→ **Task description**
Extract every line of the material below and reproduce it faithfully.

-- Opening Marker --

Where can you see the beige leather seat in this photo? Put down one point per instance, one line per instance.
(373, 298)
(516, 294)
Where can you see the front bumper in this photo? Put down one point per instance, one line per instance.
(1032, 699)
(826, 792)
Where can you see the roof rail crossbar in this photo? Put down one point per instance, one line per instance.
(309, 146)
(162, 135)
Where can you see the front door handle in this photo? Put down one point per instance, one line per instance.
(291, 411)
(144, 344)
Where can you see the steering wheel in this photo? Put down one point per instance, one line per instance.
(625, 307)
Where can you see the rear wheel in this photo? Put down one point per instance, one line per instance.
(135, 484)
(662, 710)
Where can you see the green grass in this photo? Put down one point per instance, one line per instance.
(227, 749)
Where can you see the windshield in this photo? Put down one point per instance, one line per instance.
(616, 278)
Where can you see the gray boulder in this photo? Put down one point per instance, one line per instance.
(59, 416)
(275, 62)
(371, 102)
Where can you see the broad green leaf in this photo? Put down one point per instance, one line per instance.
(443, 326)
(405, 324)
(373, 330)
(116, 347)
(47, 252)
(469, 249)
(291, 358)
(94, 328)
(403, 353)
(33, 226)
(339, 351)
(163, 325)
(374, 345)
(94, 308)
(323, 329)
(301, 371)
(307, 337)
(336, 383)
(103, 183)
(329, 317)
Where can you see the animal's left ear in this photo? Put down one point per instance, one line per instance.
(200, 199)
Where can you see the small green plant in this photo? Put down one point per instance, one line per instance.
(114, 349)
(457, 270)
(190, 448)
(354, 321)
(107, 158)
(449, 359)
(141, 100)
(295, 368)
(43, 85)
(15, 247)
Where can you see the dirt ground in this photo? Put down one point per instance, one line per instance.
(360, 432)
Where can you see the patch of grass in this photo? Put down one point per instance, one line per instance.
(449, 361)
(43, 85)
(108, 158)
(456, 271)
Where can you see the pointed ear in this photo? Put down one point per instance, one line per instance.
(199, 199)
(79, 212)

-- Closing Marker --

→ **Answer space**
Where can you see the beige leather seat in this photo? Put down one point per instance, one line per instance.
(373, 298)
(516, 294)
Where can you see the front bumper in this photo? Put down one point per instance, one line per instance.
(1032, 699)
(826, 792)
Where can you see the roof rail crossbar in this photo? Put down one point per instance, one line per instance.
(309, 146)
(162, 135)
Where can you see the front door handle in this photo? Put down one point per instance, one line per instance.
(291, 411)
(144, 344)
Where can you see the steering wheel in this photo? Put down one point per instance, one line per instance.
(625, 307)
Where can you see the rear wheel in this photo? Put down one point per instance, one line per instance.
(135, 484)
(662, 710)
Where can you see the green grass in this photo? Put down one point per instance, one line per instance.
(227, 749)
Where can you see the windshield in this photo? Put down one point per instance, one line per instance.
(616, 278)
Where can you see the gray boulder in this photo? Put down one point per instance, one line per instance.
(59, 416)
(275, 62)
(371, 102)
Where can you see the broad green leaf in this photo? Put down one point per instance, one line per instance.
(443, 326)
(405, 324)
(373, 330)
(116, 347)
(47, 252)
(469, 249)
(291, 358)
(94, 328)
(403, 353)
(33, 226)
(339, 351)
(163, 325)
(374, 345)
(94, 308)
(323, 329)
(301, 371)
(307, 337)
(336, 383)
(103, 183)
(329, 317)
Where can you see the animal's left ear in this photo? Put down one point per instance, one line per instance.
(200, 199)
Where can you see the small green plant in this photo? Put down one point per instance, one line per instance.
(114, 349)
(457, 270)
(190, 448)
(354, 321)
(107, 158)
(449, 359)
(141, 100)
(295, 368)
(43, 85)
(15, 247)
Where can you see the dirt ground in this photo? Put down one point per instance, one line per instance.
(360, 432)
Where can you see the patch of grass in this photo? Put down one point per instance, one line per instance.
(449, 361)
(43, 85)
(108, 158)
(456, 271)
Where can you see the pointed ear in this photo? Put down one point per instance, one line per instance.
(199, 199)
(79, 212)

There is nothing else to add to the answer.